##### Passage #####

## Sustainability Report Analysis using pre-trained Models from HuggingFace
This notebook demonstrates how to classify environmental and action-related content from sustainability reports
using pre-trained language models from HuggingFace. The process involves extracting text from PDF reports, segmenting the text into sentences,
and classifying these sentences using pre-trained models.

The steps are as follows:
1. Install necessary packages.:
2. Load pre-trained models for classification.
3. Extract and segment text from PDFs.
4. Run the classification pipeline on sample reports.
5. Visualize the classification results.

Please set Runtime to GPU in Colab:

Go to the menu bar and select <b>Runtime</b> -->Choose <b>Change runtime type</b> -->Select <b>T4 GPU</b>

### Step1. Install packages and load the models

In [None]:
# Install transformers
!pip install transformers



In [None]:
import pandas as pd
import numpy as np
import plotly.graph_objects as go
import plotly.express as px
from transformers import AutoModelForSequenceClassification, AutoTokenizer, pipeline
import spacy

### Step2. Load pre-trained models from huggingface for classification


In [None]:
# Load pre-trained model for environmental classification
env_model_name = "ESGBERT/EnvironmentalBERT-environmental"  # Path to model on Hugging Face
tokenizer_env = AutoTokenizer.from_pretrained(env_model_name)

#####

What to do
1 – Repeat the part of the sustainability report notebook that begins at the words "## Sustainability Report" and stops after "on sample reports.".
2 – List every import statement that appears in the sustainability report notebook.
3 – Take the sustainability report notebook further, picking up after its last line of code.

##### Stored rows #####

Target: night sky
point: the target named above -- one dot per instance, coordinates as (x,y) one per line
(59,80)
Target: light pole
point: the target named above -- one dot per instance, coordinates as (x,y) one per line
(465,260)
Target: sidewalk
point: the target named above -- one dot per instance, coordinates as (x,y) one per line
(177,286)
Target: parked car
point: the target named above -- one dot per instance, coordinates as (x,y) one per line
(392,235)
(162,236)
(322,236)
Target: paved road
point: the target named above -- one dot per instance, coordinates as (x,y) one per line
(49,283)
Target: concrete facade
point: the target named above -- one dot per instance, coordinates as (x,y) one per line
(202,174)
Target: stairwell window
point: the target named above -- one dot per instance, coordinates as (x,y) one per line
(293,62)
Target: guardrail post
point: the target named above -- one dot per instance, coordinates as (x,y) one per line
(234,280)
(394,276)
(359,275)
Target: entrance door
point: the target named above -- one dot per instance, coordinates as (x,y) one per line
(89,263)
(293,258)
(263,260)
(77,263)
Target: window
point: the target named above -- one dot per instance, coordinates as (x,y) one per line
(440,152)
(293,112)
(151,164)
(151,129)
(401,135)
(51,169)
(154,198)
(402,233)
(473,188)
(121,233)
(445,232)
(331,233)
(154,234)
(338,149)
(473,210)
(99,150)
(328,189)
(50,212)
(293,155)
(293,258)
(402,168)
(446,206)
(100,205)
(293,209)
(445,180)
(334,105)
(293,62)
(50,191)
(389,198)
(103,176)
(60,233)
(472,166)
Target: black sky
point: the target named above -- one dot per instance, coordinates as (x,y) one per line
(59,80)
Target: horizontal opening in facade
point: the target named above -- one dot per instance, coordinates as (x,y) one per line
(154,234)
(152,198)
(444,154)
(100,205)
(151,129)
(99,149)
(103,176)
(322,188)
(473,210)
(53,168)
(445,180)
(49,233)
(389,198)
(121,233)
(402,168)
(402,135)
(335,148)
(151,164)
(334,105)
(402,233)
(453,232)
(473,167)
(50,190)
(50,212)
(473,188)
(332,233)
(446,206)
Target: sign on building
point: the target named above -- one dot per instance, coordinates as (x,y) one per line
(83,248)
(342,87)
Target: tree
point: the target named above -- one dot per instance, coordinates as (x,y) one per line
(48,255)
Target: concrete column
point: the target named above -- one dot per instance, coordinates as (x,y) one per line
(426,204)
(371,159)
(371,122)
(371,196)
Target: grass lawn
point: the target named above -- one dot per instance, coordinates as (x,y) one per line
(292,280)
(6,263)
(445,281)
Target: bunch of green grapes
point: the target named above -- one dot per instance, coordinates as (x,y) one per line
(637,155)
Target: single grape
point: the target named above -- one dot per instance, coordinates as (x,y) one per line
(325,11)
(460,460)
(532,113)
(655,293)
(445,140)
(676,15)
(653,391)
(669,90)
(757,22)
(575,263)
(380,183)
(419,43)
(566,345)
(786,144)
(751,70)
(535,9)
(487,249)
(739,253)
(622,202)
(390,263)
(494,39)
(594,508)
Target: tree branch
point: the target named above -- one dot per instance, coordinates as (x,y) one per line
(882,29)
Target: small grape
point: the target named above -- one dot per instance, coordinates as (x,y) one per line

#####

Results in order
1 –
## Sustainability Report Analysis using pre-trained Models from HuggingFace
This notebook demonstrates how to classify environmental and action-related content from sustainability reports
using pre-trained language models from HuggingFace. The process involves extracting text from PDF reports, segmenting the text into sentences,
and classifying these sentences using pre-trained models.

The steps are as follows:
1. Install necessary packages.:
2. Load pre-trained models for classification.
3. Extract and segment text from PDFs.
4. Run the classification pipeline on sample reports.

2 –
import pandas as pd
import numpy as np
import plotly.graph_objects as go
import plotly.express as px
from transformers import AutoModelForSequenceClassification, AutoTokenizer, pipeline
import spacy

3 –
model_env = AutoModelForSequenceClassification.from_pretrained(env_model_name)
pipe_env = pipeline("text-classification", model=model_env, tokenizer=tokenizer_env, device=0)  # Use GPU

# Load pre-trained model for action classification
action_model_name = "ESGBERT/EnvironmentalBERT-action"
tokenizer_act = AutoTokenizer.from_pretrained(action_model_name)
model_act = AutoModelForSequenceClassification.from_pretrained(action_model_name)
pipe_act = pipeline("text-classification", model=model_act, tokenizer=tokenizer_act, device=0)  # Use GPU

Device set to use cuda:0
Device set to use cuda:0


Test the classification models with some sentences:

In [None]:
# "environmental" classification
pipe_env("We are really relying on people improving their consumer decisions to fight climate change.")

[{'label': 'environmental', 'score': 0.9977815747261047}]

In [None]:
# "action" classification
pipe_act("We planted 7.500 trees in the last 5 years.")

[{'label': 'action', 'score': 0.9999480247497559}]

### Step3. PDF content extraction using semantic chunking with Unstructured.io.
The semantic chunking stage is time-consuming (taking around 2 minutes per page), so I used the processed reports from my previous project. The script, semantic_chunking.py, that I wrote for semantic chunking these reports is located in the same folder as this notebook.

### Step4. Run the classification pipeline on sample reports.
In this pipeline, we will first classify all sentences with the “environmental” model. Then, we will classify all “environmental” sentences with the “action” model.

In [None]:
def classifyMultipleCompanies(json_file_paths, pipe_env, pipe_act):
    """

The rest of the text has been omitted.